What the task asks:
In the battery discussion below, which vehicle is named as one where GM used a belt-driven setup as a poor man's hybrid?

Testimonials are not science.

Andy
 
As an ASE certified auto tech I can tell you right now that changing your battery will not significantly increase your fuel mileage at all. I would also be concerned about overcharging these batteries. Most alternators these days put out over 100 amps.

@ BiGH

Your belt driven idea isn't as crazy as you think. GM did the same thing as a poor mans hybrid in the Saturn Vue. Also, instead of putting a relay into the the output of the alternator it would be a lot easier to just run a switch off of one the control wires to the alternator.
 
Andy or others, how would you do this as a home user. Would you use a 4 cell BMS or just hope the cells never die?
 
If you use matched cells you don't need a BMS (though LVC protection is handy to have).
About a year ago I supplied a customer (and friend) of mine with 8 cells to build a car start pack for his car. He machined top and bottom frames from nylon to hold the cells. He sent me a photo of what he had done.
He was concerned about the cells getting out of balance but has found that since the BMI cells are so closely matched it is not a problem. In fact he was that concerned about cell imbalance occurring that he would check the voltage of each cell every week or two. He got back to me to say how amazed he was to find that the longer he has used the pack the closer the cells would become in balance by themselves.

Supplied records:
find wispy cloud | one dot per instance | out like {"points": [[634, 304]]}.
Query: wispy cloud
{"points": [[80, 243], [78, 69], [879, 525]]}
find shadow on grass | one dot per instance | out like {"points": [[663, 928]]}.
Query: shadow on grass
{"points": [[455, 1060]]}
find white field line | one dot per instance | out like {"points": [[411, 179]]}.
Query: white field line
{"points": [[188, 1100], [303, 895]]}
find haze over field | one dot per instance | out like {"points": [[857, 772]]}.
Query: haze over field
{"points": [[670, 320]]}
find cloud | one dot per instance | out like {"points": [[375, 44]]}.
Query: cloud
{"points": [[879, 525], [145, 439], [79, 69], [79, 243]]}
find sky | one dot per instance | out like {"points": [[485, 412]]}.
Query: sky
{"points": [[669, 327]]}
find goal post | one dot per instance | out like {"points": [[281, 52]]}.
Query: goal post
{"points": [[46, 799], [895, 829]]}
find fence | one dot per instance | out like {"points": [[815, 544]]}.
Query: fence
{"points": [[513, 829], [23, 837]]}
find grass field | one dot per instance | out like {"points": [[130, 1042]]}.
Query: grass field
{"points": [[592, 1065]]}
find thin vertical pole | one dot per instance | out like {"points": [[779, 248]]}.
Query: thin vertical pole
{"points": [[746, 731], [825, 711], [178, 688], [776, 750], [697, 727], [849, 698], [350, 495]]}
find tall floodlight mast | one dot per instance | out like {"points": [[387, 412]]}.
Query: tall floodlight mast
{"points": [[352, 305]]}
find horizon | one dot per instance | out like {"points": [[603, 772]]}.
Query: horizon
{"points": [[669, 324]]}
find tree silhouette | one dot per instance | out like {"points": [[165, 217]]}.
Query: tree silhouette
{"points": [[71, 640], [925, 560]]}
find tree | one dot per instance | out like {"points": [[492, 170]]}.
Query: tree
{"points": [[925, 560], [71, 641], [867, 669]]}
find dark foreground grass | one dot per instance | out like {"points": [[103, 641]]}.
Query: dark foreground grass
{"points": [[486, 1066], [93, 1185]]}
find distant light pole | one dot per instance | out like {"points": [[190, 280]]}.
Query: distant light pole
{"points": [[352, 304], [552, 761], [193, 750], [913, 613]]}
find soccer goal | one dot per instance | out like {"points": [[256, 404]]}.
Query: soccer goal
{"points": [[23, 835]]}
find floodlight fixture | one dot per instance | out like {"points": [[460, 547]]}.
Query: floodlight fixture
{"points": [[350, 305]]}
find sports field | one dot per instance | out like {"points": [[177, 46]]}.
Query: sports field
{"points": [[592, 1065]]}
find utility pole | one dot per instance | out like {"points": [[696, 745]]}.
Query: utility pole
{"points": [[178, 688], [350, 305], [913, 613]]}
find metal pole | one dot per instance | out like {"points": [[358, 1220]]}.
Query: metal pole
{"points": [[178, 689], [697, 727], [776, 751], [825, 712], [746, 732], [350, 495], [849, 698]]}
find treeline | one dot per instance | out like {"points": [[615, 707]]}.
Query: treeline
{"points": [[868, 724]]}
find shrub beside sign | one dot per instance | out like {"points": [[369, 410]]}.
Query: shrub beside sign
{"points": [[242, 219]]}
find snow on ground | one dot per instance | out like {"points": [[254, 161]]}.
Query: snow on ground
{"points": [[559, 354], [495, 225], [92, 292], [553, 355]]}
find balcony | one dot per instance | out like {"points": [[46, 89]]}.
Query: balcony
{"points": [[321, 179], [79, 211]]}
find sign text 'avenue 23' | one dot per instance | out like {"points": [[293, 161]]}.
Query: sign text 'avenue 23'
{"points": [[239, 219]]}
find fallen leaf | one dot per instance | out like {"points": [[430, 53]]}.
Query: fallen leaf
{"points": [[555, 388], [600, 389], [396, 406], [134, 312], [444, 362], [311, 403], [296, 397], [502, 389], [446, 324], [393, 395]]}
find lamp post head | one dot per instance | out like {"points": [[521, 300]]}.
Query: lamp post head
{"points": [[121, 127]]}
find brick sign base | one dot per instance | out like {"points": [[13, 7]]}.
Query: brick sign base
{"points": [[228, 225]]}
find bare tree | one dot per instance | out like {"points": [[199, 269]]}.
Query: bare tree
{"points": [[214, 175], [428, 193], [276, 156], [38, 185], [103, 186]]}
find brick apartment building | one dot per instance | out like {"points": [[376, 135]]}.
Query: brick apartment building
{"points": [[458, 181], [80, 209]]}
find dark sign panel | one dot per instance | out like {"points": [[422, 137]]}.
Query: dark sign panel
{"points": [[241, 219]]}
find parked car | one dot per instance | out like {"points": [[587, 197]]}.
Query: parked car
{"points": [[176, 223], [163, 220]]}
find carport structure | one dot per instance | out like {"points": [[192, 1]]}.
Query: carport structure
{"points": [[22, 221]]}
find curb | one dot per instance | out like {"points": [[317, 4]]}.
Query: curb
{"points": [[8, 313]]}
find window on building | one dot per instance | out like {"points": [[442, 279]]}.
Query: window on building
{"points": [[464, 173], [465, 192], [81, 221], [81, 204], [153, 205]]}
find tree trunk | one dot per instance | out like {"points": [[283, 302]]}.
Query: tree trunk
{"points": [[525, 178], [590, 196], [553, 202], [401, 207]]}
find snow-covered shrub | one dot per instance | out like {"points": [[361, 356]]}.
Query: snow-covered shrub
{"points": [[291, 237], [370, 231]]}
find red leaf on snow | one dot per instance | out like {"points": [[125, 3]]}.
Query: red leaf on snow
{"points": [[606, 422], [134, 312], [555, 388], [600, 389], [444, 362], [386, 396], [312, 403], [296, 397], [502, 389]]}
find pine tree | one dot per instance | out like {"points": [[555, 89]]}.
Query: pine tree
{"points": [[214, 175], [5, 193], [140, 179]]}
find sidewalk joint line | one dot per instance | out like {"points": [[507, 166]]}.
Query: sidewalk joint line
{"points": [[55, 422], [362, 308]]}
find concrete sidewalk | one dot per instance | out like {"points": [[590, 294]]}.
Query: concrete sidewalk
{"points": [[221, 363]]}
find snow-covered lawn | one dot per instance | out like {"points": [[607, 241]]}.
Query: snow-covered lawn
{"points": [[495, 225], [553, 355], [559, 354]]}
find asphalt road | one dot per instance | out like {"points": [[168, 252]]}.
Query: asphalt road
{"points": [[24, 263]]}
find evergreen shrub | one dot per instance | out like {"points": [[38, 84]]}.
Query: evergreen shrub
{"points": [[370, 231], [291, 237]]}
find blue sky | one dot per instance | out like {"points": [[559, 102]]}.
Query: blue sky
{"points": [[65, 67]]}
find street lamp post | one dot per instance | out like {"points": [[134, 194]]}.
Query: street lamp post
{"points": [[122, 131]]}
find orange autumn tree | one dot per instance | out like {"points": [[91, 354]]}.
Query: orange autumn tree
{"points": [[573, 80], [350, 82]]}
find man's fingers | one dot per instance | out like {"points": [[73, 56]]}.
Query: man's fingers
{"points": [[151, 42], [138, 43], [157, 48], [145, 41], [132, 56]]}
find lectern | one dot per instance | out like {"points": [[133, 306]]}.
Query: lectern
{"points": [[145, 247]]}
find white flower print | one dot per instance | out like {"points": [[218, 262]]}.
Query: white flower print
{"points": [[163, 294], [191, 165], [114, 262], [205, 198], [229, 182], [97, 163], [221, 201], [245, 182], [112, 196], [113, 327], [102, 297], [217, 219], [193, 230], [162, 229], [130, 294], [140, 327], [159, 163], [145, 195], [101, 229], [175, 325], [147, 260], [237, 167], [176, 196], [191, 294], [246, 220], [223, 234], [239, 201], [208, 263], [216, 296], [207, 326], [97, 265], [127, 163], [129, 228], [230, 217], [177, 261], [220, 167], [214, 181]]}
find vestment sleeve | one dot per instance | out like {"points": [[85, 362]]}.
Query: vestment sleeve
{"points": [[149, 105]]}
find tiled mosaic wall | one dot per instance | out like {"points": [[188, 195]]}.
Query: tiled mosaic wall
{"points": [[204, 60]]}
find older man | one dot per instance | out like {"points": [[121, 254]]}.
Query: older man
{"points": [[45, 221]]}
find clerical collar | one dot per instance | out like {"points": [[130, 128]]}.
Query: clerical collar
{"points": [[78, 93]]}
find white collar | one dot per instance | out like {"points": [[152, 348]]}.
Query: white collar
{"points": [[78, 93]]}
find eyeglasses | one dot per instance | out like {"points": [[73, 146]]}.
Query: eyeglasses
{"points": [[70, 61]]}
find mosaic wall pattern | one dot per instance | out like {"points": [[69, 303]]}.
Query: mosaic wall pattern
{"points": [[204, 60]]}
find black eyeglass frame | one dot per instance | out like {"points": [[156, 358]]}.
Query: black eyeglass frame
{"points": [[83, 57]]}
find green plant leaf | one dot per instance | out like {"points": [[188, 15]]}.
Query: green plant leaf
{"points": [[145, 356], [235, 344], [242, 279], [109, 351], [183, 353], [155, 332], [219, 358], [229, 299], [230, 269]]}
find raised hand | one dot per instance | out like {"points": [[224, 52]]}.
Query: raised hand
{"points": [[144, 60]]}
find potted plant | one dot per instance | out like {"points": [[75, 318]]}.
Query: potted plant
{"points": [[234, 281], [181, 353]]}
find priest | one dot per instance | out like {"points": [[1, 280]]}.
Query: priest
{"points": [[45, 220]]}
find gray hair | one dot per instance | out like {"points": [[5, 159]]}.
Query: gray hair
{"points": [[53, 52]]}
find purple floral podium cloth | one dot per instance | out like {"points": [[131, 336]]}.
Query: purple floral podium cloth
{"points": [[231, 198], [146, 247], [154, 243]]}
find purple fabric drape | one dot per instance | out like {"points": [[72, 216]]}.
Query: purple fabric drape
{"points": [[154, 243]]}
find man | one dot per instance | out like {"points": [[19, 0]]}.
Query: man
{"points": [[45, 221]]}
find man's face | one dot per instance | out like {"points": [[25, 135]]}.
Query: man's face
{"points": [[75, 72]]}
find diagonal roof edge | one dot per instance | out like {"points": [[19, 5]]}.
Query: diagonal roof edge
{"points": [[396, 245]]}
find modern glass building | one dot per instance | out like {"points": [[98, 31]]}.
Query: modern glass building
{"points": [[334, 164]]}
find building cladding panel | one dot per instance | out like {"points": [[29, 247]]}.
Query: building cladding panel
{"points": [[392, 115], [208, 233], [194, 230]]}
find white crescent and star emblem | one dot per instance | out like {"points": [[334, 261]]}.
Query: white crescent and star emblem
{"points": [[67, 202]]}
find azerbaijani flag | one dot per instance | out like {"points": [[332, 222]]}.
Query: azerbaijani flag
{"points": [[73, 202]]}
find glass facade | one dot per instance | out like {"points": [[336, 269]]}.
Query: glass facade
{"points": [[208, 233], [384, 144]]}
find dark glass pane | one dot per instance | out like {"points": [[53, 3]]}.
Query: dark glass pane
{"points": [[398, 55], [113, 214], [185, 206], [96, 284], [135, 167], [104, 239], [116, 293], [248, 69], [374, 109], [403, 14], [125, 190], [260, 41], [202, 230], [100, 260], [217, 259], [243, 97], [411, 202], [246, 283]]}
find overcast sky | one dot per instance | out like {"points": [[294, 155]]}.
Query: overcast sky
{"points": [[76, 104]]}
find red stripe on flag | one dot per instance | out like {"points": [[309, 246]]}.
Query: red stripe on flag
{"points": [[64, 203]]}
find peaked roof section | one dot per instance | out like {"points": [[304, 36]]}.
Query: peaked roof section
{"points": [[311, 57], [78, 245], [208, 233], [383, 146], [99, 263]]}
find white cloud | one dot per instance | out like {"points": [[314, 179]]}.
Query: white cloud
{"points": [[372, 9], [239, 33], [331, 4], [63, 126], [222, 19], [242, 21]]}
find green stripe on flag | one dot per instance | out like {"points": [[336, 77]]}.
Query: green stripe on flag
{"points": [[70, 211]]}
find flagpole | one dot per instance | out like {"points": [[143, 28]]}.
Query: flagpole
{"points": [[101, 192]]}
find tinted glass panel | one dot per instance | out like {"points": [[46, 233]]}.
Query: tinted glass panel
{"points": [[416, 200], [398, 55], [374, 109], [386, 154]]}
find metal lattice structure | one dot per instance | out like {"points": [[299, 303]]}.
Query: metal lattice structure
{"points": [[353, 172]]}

Your response:
The Saturn Vue.